DIRECTIONS: In the data that follows, swap every "pinpoint" for "locate" and reproduce the lines with nothing else changed.

'''

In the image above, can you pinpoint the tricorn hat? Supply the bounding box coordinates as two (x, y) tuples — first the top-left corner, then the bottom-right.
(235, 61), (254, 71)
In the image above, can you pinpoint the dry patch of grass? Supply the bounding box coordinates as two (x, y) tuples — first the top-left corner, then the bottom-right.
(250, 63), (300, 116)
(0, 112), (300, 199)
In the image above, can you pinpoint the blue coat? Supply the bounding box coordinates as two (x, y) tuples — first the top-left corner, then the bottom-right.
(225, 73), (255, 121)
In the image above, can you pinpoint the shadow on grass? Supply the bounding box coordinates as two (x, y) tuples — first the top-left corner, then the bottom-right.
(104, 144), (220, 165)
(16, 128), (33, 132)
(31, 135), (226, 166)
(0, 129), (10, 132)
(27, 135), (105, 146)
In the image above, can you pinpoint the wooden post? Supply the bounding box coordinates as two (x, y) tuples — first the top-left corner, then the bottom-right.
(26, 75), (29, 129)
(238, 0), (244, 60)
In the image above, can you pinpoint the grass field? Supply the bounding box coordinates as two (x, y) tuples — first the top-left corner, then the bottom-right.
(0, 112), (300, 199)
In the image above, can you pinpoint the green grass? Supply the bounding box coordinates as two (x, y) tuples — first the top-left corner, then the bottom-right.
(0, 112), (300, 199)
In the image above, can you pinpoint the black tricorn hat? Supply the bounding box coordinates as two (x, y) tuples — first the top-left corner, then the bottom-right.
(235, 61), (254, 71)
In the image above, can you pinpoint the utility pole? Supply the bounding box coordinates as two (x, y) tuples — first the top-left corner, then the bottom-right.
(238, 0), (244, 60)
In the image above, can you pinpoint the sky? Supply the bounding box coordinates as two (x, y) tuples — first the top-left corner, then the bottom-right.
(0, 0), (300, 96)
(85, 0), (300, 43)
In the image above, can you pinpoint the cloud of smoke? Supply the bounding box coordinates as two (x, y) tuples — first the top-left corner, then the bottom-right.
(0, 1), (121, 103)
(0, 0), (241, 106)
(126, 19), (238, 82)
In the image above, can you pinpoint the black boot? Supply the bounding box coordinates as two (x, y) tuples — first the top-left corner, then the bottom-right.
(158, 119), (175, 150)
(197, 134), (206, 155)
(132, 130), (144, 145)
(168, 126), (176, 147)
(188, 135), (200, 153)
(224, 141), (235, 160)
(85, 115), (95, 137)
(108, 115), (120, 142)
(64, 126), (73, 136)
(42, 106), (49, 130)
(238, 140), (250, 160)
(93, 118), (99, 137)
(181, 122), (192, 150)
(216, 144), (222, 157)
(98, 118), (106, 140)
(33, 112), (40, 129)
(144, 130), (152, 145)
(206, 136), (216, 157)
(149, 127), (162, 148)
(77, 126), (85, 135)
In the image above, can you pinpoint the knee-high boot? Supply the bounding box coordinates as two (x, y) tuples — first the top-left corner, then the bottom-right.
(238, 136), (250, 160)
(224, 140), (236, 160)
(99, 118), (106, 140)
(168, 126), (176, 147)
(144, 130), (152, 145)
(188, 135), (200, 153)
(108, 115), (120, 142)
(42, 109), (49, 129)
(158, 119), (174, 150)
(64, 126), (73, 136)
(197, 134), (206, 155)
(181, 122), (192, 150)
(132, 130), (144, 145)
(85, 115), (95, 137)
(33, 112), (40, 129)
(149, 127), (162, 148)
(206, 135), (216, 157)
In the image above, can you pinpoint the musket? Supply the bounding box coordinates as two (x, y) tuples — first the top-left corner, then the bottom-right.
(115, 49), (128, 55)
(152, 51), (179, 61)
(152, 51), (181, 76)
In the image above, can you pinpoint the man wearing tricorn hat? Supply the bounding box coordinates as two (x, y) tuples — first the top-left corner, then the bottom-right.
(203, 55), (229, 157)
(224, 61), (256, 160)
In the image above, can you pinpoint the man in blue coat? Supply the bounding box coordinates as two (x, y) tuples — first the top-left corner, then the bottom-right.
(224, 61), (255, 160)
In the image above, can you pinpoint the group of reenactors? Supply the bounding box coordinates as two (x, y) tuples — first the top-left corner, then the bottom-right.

'''

SOLUTION TO THIS PROBLEM:
In the image above, can you locate the tricorn hat? Supply the bounding box coordinates as two (x, y) tuples — first the top-left corner, then the bottom-right.
(235, 61), (254, 71)
In the image above, can you locate the dry patch of grass? Supply the bounding box coordinates as two (x, y) tuples — first the top-left corner, then the bottom-right.
(250, 63), (300, 116)
(0, 112), (300, 199)
In the image above, can you locate the blue coat? Supply the bounding box coordinates as two (x, y) tuples — first the top-left corner, then the bottom-right.
(225, 73), (255, 121)
In the image above, can you locate the shadow on grass? Supply the bounding box coordinates as two (x, y) tuples — first the top-left corner, then the bottom-right.
(104, 144), (220, 165)
(16, 128), (33, 132)
(31, 135), (226, 166)
(0, 129), (10, 132)
(27, 135), (105, 146)
In the image above, can you locate the wooden post? Supply the bounding box coordinates as two (x, y) tuples — first the top-left corner, then the bottom-right.
(26, 75), (29, 129)
(238, 0), (244, 60)
In the image above, can you locate the grass field? Supply the bounding box coordinates as two (x, y) tuples — first the top-left corner, then the bottom-right.
(0, 112), (300, 199)
In the image above, can you locate the green grass? Supply the bounding box coordinates as two (x, y) tuples — first the top-left corner, then the bottom-right.
(0, 112), (300, 199)
In the image above, can you locate the black tricorn hat? Supply the bounding box coordinates as two (x, y) tuples — first the top-left corner, then the bottom-right.
(235, 61), (254, 71)
In the image above, can you locate the utility pole? Supply the bounding box coordinates as two (x, y) tuples — first the top-left corner, then the bottom-right.
(238, 0), (244, 60)
In the image above, can you locate the sky? Supply the bounding box coordinates as two (x, y) tuples — first the top-left corner, then the bottom-right.
(0, 0), (300, 96)
(85, 0), (300, 43)
In the image above, can you locate the cloud of smoke? Supply the bounding box coordinates as two (x, y) tuples — first the top-left corner, then the bottom-right.
(0, 1), (121, 103)
(0, 0), (241, 106)
(126, 19), (238, 82)
In the image above, can you locate the black boot? Supply the bounding box coordinates as two (x, y) tuples — first the top-left corner, then the bottom-right.
(158, 119), (175, 150)
(197, 134), (206, 155)
(132, 130), (144, 145)
(168, 126), (176, 147)
(188, 135), (200, 153)
(224, 141), (235, 160)
(85, 115), (95, 137)
(108, 115), (120, 142)
(64, 126), (73, 136)
(42, 106), (49, 130)
(238, 140), (250, 160)
(93, 118), (99, 137)
(181, 122), (192, 150)
(216, 144), (222, 157)
(98, 118), (106, 140)
(33, 112), (40, 129)
(144, 130), (152, 145)
(206, 136), (216, 157)
(149, 127), (162, 148)
(77, 126), (85, 135)
In the image above, can you locate the knee-high boot? Supply the bounding box coordinates as two (x, y) tuples — first the top-left corner, then the bottom-right.
(238, 136), (250, 160)
(224, 140), (236, 160)
(99, 118), (106, 140)
(168, 126), (176, 147)
(144, 130), (152, 145)
(188, 135), (200, 153)
(108, 115), (120, 142)
(42, 109), (49, 129)
(158, 119), (174, 150)
(64, 126), (73, 136)
(197, 134), (206, 155)
(181, 122), (192, 150)
(132, 130), (144, 145)
(85, 115), (95, 137)
(33, 112), (40, 129)
(149, 127), (162, 148)
(206, 135), (216, 157)
In the image above, can you locate the musket? Supply the bounding box coordinates as two (x, y) tuples — first the top-left corner, then the bottom-right.
(115, 49), (128, 55)
(152, 51), (179, 61)
(152, 51), (181, 76)
In the image above, can you locate the man wearing tricorn hat? Supply the bounding box coordinates as two (x, y) tuples — first the top-left corner, then the bottom-right.
(203, 55), (229, 157)
(224, 61), (256, 160)
In the image above, can you locate the man in blue coat? Supply the bounding box coordinates as two (x, y) tuples — first the top-left corner, then the bottom-right.
(224, 61), (255, 160)
In the image above, can you locate the group of reenactors? Supply the bounding box coordinates as two (x, y) tuples — first the top-left corner, then the bottom-right.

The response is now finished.